- [To do]:
State only how many lines below include the string "blurred".

Referring expression data
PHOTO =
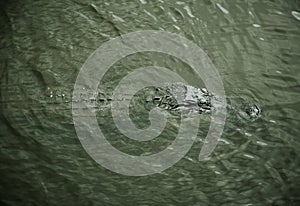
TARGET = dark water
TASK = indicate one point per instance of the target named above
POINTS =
(255, 47)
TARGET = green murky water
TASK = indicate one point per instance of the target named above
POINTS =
(255, 47)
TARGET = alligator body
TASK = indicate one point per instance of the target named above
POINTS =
(177, 97)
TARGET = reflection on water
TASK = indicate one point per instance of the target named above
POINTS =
(253, 44)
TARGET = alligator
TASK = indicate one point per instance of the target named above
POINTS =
(187, 99)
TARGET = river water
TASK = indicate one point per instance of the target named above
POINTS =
(253, 44)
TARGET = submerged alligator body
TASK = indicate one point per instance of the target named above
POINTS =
(172, 97)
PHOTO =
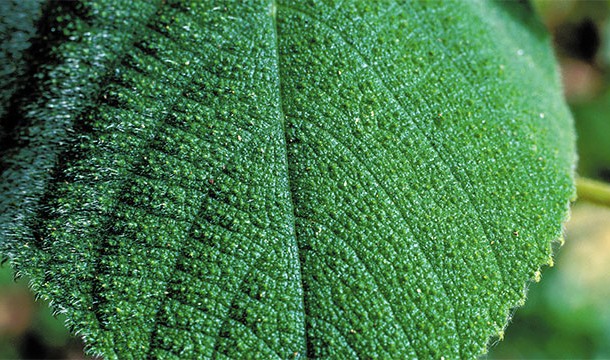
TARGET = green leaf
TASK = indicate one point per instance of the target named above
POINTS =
(291, 179)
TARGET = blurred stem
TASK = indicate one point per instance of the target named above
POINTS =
(593, 191)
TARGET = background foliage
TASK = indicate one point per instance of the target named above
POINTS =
(566, 314)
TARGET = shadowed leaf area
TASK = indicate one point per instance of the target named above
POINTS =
(291, 179)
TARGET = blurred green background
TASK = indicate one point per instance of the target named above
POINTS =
(567, 314)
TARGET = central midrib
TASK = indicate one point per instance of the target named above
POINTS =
(273, 8)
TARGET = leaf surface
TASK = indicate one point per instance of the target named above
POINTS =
(249, 178)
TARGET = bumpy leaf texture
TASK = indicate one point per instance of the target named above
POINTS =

- [Result of the exercise]:
2